ZIEL DER AUFGABE
Gib alle folgenden Datensätze als Markdown-Tabelle wieder, mit der Spalte „Nummer“ für die fortlaufende Zeilennummer und der Spalte „Eintrag“ für die jeweilige Zeile. Leerzeilen lässt du dabei weg.

--------------------------------------------------

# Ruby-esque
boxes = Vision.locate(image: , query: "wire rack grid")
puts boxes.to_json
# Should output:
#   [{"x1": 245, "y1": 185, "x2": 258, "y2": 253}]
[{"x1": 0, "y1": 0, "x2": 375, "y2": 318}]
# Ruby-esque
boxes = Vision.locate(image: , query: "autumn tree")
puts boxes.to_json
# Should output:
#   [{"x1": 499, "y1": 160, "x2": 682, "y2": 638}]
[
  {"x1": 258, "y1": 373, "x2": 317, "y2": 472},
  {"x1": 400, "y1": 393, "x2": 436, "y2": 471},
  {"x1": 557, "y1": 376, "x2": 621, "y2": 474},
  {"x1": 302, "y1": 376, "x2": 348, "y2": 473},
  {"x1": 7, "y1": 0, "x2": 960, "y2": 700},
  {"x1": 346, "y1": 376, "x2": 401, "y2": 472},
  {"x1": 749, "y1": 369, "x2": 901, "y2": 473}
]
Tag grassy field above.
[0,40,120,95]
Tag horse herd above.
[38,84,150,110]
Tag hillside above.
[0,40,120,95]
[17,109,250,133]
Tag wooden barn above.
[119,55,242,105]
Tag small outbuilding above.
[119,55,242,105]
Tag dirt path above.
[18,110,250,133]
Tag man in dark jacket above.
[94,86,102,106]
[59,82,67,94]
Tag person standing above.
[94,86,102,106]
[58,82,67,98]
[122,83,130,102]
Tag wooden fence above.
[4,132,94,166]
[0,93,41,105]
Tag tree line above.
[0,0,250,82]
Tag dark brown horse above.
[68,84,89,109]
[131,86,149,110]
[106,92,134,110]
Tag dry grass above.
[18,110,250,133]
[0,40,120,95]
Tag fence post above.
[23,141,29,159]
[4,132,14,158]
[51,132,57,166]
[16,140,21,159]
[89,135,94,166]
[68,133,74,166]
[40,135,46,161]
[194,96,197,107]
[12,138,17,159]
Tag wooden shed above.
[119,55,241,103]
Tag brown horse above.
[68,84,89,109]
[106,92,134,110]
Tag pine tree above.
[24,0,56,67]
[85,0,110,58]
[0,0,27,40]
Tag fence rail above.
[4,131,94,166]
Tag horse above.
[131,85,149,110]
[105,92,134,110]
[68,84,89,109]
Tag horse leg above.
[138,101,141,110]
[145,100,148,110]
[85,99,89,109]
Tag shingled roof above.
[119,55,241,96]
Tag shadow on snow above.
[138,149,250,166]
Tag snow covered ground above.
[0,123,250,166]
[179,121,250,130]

--------------------------------------------------

ERGEBNIS SIEHE UNTEN
| Nummer | Eintrag |
|---|---|
| 1 | # Ruby-esque |
| 2 | boxes = Vision.locate(image: , query: "wire rack grid") |
| 3 | puts boxes.to_json |
| 4 | # Should output: |
| 5 | #   [{"x1": 245, "y1": 185, "x2": 258, "y2": 253}] |
| 6 | [{"x1": 0, "y1": 0, "x2": 375, "y2": 318}] |
| 7 | # Ruby-esque |
| 8 | boxes = Vision.locate(image: , query: "autumn tree") |
| 9 | puts boxes.to_json |
| 10 | # Should output: |
| 11 | #   [{"x1": 499, "y1": 160, "x2": 682, "y2": 638}] |
| 12 | [ |
| 13 |   {"x1": 258, "y1": 373, "x2": 317, "y2": 472}, |
| 14 |   {"x1": 400, "y1": 393, "x2": 436, "y2": 471}, |
| 15 |   {"x1": 557, "y1": 376, "x2": 621, "y2": 474}, |
| 16 |   {"x1": 302, "y1": 376, "x2": 348, "y2": 473}, |
| 17 |   {"x1": 7, "y1": 0, "x2": 960, "y2": 700}, |
| 18 |   {"x1": 346, "y1": 376, "x2": 401, "y2": 472}, |
| 19 |   {"x1": 749, "y1": 369, "x2": 901, "y2": 473} |
| 20 | ] |
| 21 | Tag grassy field above. |
| 22 | [0,40,120,95] |
| 23 | Tag horse herd above. |
| 24 | [38,84,150,110] |
| 25 | Tag hillside above. |
| 26 | [0,40,120,95] |
| 27 | [17,109,250,133] |
| 28 | Tag wooden barn above. |
| 29 | [119,55,242,105] |
| 30 | Tag small outbuilding above. |
| 31 | [119,55,242,105] |
| 32 | Tag dirt path above. |
| 33 | [18,110,250,133] |
| 34 | Tag man in dark jacket above. |
| 35 | [94,86,102,106] |
| 36 | [59,82,67,94] |
| 37 | Tag person standing above. |
| 38 | [94,86,102,106] |
| 39 | [58,82,67,98] |
| 40 | [122,83,130,102] |
| 41 | Tag wooden fence above. |
| 42 | [4,132,94,166] |
| 43 | [0,93,41,105] |
| 44 | Tag tree line above. |
| 45 | [0,0,250,82] |
| 46 | Tag dark brown horse above. |
| 47 | [68,84,89,109] |
| 48 | [131,86,149,110] |
| 49 | [106,92,134,110] |
| 50 | Tag dry grass above. |
| 51 | [18,110,250,133] |
| 52 | [0,40,120,95] |
| 53 | Tag fence post above. |
| 54 | [23,141,29,159] |
| 55 | [4,132,14,158] |
| 56 | [51,132,57,166] |
| 57 | [16,140,21,159] |
| 58 | [89,135,94,166] |
| 59 | [68,133,74,166] |
| 60 | [40,135,46,161] |
| 61 | [194,96,197,107] |
| 62 | [12,138,17,159] |
| 63 | Tag wooden shed above. |
| 64 | [119,55,241,103] |
| 65 | Tag brown horse above. |
| 66 | [68,84,89,109] |
| 67 | [106,92,134,110] |
| 68 | Tag pine tree above. |
| 69 | [24,0,56,67] |
| 70 | [85,0,110,58] |
| 71 | [0,0,27,40] |
| 72 | Tag fence rail above. |
| 73 | [4,131,94,166] |
| 74 | Tag horse above. |
| 75 | [131,85,149,110] |
| 76 | [105,92,134,110] |
| 77 | [68,84,89,109] |
| 78 | Tag horse leg above. |
| 79 | [138,101,141,110] |
| 80 | [145,100,148,110] |
| 81 | [85,99,89,109] |
| 82 | Tag shingled roof above. |
| 83 | [119,55,241,96] |
| 84 | Tag shadow on snow above. |
| 85 | [138,149,250,166] |
| 86 | Tag snow covered ground above. |
| 87 | [0,123,250,166] |
| 88 | [179,121,250,130] |